All of the data below needs to be set down once more, exactly as written.

+ + + + +

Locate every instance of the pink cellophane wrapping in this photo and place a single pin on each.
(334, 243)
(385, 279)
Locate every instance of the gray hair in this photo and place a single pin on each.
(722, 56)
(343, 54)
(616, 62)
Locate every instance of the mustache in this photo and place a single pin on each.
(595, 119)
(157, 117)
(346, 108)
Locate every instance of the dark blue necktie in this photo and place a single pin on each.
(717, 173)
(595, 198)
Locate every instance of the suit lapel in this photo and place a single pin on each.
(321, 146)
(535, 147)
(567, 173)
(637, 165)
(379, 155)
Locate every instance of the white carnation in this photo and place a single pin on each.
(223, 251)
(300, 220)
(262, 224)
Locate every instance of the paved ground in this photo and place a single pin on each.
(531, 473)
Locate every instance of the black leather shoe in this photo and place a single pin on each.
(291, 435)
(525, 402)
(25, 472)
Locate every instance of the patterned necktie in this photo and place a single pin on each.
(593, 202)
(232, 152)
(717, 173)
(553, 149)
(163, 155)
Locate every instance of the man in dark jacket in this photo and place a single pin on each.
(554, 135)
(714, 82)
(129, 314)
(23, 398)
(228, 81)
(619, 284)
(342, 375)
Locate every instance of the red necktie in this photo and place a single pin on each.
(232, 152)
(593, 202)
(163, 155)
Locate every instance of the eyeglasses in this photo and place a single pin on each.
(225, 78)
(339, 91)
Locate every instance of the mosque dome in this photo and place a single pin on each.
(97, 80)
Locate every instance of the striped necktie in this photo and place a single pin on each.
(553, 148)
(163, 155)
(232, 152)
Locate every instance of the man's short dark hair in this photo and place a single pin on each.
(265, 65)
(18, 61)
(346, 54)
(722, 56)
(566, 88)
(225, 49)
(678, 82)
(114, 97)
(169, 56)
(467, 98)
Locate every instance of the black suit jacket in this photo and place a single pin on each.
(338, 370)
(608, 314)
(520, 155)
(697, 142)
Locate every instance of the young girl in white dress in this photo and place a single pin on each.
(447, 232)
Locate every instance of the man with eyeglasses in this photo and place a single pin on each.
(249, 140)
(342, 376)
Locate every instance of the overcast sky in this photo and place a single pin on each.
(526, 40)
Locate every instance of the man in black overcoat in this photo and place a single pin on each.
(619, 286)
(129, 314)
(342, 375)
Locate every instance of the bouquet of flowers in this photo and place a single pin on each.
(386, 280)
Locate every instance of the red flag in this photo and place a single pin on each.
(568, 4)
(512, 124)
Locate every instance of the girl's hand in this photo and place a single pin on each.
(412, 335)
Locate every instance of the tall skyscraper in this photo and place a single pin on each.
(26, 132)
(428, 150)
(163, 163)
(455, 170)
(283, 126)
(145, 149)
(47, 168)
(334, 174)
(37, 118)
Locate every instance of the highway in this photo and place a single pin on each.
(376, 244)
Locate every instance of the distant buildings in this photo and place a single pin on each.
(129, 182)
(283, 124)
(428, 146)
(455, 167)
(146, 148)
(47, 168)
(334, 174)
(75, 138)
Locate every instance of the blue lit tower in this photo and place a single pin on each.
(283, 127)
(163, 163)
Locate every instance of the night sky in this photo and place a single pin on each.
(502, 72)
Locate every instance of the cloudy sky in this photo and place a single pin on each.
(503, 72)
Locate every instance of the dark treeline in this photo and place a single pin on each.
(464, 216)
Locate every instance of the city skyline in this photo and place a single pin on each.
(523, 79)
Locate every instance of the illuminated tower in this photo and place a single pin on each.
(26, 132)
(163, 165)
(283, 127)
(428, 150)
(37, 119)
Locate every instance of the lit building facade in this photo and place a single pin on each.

+ + + + +

• [Answer area]:
Locate every instance of the pink cellophane wrapping in this photo and place a single pin on each.
(334, 243)
(385, 279)
Locate every instance of the gray hair in this photo and place a single pin on each.
(722, 56)
(343, 54)
(616, 62)
Locate every instance of the mustache in this photo and place a single pin on each.
(595, 119)
(157, 117)
(346, 108)
Locate every instance of the dark blue necktie in this photo and place a single pin on each.
(717, 173)
(595, 198)
Locate every instance of the suit lapel in this photo and place a single pin on each.
(321, 146)
(535, 147)
(567, 173)
(637, 165)
(379, 155)
Locate every instance of the white carnation in this photo and place a single pin on each.
(223, 251)
(300, 220)
(262, 224)
Locate every instance of the paved ground in this photo and place a single pin on each.
(531, 473)
Locate every instance of the black leather shoe in this photo and place a single pin on each.
(291, 435)
(525, 402)
(25, 472)
Locate every instance of the patterned necktie in this photo and place a single pin on each.
(593, 202)
(232, 152)
(717, 173)
(553, 149)
(163, 155)
Locate every instance of the man in dark jacket in this photo and place a single pin on each.
(554, 135)
(714, 82)
(129, 314)
(23, 398)
(228, 81)
(619, 284)
(342, 375)
Locate every instance of the red necktie in this photo and place a single pin on each.
(232, 152)
(593, 202)
(163, 155)
Locate every instance of the eyeglasses in this photo and place a single pin on each.
(225, 78)
(339, 91)
Locate every instance of the mosque dome in this photo and place a single pin on each.
(97, 80)
Locate every instance of the striped necktie in this photo and place a single pin on each.
(553, 148)
(163, 155)
(232, 152)
Locate every instance of the man's short dark hair in this photo and place a single pin on each.
(265, 65)
(18, 61)
(346, 54)
(722, 56)
(566, 88)
(225, 49)
(678, 82)
(114, 97)
(169, 56)
(467, 98)
Locate every instance of the black suit jacket in this photo and place a single pin on each.
(338, 370)
(608, 314)
(520, 155)
(697, 142)
Locate every instance of the young girl in white dress in this photo and place a single pin on each.
(447, 232)
Locate every instance of the man with eyeglasses in this photo and place a single pin on each.
(249, 140)
(342, 376)
Locate every instance of the overcast sky in this photo and place a single pin on each.
(526, 40)
Locate every instance of the man in black overcoat in this photo and place a single pin on each.
(619, 286)
(129, 314)
(342, 375)
Locate every instance of the bouquet of flowers in this photo and place a single pin on each.
(386, 280)
Locate every instance of the red flag in this photo and place a single pin on each.
(568, 4)
(512, 124)
Locate every instance of the girl's hand in this photo and place a single pin on each.
(412, 335)
Locate every instance of the tall skyscraper in this photo and place a single pin on each.
(26, 132)
(428, 150)
(163, 163)
(455, 170)
(283, 126)
(145, 149)
(47, 168)
(334, 174)
(37, 118)
Locate every instance of the highway in this photo and place a single pin on each.
(376, 244)
Locate every instance of the distant buildings in this photo and place a single pin on each.
(129, 182)
(283, 124)
(428, 146)
(455, 167)
(146, 148)
(47, 168)
(334, 174)
(75, 138)
Locate every instance of the blue lit tower in this photo and place a single pin on each.
(283, 127)
(163, 163)
Locate every instance of the night sky in this photo and place a single pin on each.
(502, 72)
Locate every instance of the cloudy sky in this photo and place a single pin on each.
(503, 72)
Locate every instance of the dark treeline in this photo and place a single pin on each.
(464, 216)
Locate every instance of the city skyline in this photo and place a single pin on each.
(523, 79)
Locate every instance of the illuminated tower in this photo and place a single pin on each.
(26, 132)
(163, 165)
(283, 127)
(428, 150)
(37, 119)
Locate every instance of the lit building facade in this photo and place a single pin on each.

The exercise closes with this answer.